- Given records -
## Begin
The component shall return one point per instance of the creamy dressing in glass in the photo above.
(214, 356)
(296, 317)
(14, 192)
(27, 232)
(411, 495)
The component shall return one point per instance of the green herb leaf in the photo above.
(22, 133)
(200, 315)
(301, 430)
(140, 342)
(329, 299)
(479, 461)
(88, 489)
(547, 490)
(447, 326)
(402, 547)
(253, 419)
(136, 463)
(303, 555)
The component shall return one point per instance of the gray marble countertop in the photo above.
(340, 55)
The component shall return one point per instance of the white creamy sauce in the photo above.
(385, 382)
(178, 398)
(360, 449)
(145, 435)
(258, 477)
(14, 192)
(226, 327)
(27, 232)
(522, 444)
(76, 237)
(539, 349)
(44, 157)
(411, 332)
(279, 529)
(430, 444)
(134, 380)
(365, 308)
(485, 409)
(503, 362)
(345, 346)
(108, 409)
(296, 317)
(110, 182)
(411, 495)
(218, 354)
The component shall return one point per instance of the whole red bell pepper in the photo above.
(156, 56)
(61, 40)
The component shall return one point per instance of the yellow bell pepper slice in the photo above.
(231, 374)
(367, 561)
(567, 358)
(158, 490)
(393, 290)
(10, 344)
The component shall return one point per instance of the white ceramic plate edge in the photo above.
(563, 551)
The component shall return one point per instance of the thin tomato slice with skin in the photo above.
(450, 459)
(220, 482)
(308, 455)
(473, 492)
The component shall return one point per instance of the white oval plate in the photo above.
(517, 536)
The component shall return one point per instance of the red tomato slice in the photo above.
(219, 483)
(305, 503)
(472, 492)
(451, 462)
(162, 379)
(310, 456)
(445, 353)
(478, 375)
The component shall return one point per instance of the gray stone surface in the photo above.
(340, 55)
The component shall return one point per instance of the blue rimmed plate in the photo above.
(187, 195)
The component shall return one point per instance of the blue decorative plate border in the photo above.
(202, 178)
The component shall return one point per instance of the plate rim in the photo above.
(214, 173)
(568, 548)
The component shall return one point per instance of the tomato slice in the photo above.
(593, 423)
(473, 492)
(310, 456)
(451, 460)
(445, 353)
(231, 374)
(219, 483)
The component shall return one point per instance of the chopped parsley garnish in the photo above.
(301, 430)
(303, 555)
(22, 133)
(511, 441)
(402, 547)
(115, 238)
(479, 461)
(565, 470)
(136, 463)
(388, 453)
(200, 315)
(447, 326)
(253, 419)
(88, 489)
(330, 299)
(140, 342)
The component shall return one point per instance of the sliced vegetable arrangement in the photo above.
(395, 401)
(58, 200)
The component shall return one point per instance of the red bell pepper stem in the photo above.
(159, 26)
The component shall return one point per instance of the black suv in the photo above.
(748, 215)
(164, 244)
## End
## Begin
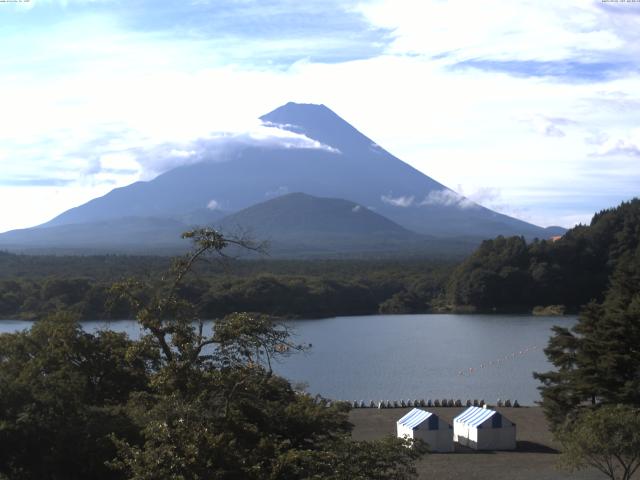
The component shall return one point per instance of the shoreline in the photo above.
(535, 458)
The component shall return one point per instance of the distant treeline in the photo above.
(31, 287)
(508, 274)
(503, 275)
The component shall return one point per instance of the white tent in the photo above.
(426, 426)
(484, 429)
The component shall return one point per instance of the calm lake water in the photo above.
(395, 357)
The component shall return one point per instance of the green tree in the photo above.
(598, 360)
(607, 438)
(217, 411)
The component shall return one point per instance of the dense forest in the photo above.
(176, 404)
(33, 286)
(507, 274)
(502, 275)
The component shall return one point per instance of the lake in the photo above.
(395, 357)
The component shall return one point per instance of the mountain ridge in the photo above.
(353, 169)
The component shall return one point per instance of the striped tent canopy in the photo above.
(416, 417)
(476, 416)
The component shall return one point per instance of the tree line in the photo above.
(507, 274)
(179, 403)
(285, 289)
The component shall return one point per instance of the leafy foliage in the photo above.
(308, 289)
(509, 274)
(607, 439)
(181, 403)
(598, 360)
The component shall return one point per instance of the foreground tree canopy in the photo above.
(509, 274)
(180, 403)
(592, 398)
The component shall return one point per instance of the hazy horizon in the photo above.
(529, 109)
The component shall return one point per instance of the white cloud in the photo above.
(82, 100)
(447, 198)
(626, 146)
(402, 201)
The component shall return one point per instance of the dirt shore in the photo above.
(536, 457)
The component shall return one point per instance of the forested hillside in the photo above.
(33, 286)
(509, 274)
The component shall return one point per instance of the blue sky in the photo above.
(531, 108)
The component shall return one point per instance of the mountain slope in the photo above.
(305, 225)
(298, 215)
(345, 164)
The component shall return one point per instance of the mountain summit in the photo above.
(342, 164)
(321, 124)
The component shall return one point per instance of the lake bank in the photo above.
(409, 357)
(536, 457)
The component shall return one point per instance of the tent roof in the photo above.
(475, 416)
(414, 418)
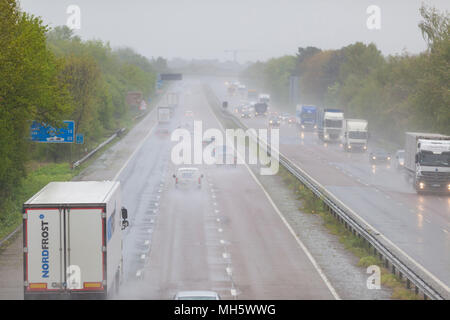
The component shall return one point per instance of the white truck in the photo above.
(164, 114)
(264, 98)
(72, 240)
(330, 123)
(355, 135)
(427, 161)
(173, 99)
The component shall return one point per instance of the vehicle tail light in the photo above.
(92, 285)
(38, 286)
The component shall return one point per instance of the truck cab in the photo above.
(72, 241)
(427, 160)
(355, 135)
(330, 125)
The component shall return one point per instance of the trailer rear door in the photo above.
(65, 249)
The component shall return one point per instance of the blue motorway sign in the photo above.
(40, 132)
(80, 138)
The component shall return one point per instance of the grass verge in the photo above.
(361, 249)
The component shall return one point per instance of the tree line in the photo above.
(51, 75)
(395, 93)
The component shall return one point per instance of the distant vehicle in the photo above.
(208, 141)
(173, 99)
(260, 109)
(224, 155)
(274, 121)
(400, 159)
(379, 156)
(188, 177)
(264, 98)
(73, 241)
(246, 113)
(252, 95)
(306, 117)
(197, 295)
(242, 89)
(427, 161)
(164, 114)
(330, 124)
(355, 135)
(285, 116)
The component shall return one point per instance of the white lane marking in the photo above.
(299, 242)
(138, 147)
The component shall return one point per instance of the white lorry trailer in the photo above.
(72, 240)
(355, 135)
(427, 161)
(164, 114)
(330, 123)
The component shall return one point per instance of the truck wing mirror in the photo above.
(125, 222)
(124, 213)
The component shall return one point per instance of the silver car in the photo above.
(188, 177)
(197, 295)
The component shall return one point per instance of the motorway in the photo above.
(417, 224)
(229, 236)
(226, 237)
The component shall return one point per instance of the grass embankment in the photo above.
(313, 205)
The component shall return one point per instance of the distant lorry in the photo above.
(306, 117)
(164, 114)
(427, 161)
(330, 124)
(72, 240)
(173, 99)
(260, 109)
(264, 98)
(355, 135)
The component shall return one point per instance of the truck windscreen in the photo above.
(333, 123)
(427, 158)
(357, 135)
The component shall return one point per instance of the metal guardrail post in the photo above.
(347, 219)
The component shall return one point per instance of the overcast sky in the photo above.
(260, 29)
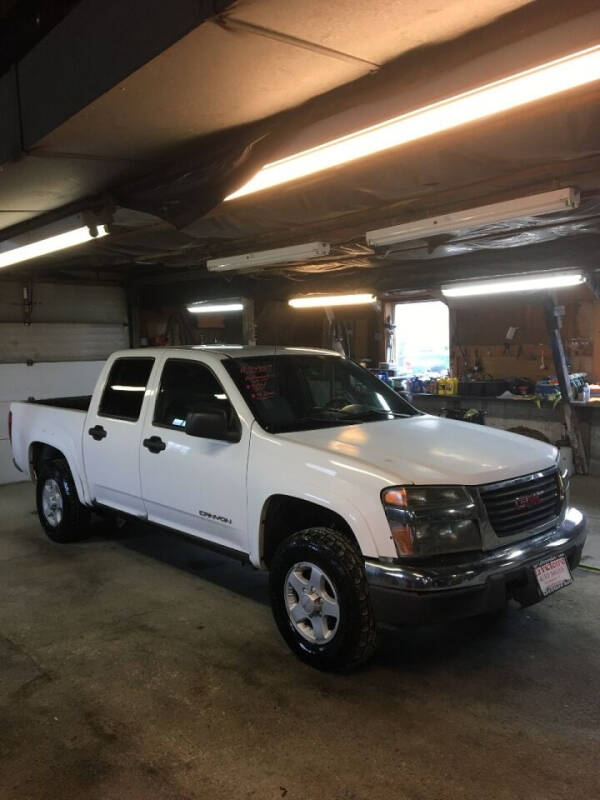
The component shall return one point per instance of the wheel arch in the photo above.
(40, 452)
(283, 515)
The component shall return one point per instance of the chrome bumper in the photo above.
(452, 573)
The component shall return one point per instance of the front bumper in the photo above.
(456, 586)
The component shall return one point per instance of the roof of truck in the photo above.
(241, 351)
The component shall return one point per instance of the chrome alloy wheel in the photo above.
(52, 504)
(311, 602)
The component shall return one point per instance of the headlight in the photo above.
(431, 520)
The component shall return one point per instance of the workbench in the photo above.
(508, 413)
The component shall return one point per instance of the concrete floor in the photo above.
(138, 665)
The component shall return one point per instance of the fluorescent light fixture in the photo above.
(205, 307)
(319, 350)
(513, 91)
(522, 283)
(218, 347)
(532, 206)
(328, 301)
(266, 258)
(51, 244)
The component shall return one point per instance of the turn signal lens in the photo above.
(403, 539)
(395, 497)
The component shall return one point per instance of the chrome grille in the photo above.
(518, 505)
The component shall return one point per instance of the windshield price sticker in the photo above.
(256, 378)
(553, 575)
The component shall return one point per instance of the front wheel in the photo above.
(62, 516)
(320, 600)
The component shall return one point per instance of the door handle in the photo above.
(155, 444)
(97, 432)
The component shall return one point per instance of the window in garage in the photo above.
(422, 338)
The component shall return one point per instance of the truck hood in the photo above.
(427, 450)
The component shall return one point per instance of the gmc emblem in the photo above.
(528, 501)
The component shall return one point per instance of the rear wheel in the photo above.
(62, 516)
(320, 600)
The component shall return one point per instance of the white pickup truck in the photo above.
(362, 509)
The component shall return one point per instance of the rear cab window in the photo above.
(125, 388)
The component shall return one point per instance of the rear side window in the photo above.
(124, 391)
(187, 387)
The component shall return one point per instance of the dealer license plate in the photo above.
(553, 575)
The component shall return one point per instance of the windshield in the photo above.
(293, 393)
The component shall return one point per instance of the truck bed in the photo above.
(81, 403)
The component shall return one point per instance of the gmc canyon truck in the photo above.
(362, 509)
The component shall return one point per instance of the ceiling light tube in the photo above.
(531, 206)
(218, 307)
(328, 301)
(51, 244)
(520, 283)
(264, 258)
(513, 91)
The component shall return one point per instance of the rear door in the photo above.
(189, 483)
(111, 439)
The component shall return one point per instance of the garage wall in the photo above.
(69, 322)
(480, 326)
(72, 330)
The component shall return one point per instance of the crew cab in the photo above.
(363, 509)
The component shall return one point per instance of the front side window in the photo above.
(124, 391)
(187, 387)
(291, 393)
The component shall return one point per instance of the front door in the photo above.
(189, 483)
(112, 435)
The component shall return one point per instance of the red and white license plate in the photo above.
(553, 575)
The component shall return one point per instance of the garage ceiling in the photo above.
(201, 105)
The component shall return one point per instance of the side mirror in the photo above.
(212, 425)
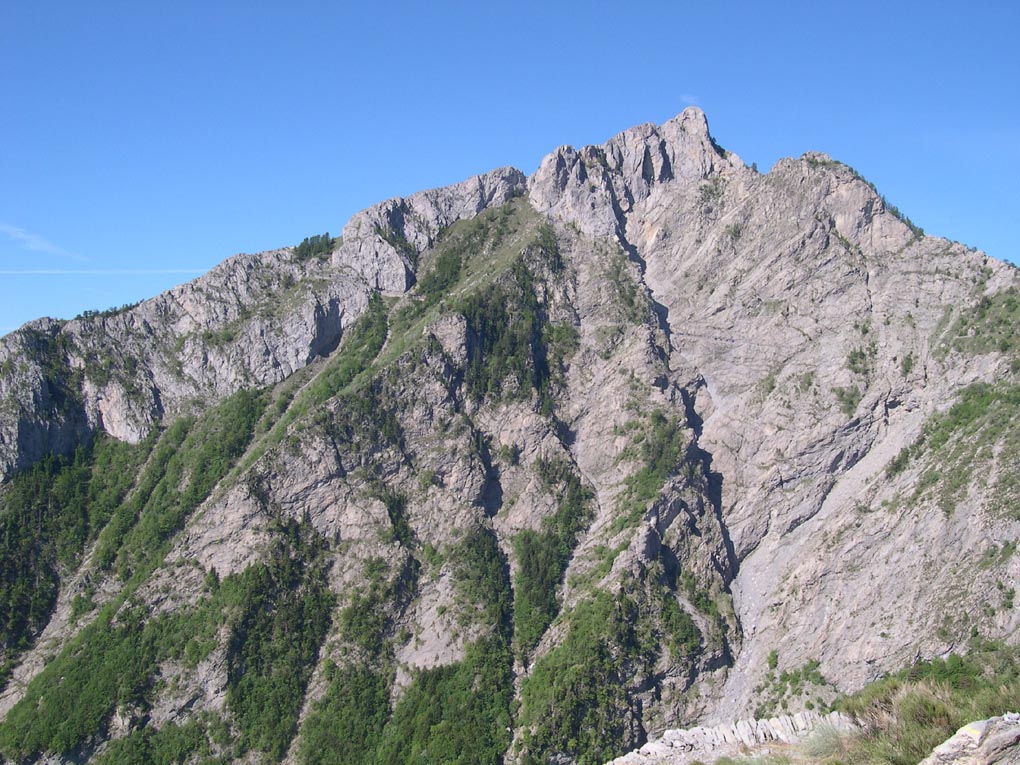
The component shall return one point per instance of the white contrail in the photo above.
## End
- Short problem -
How many lines in the listing above contain the word "license"? Reply with the number alone.

- Result -
2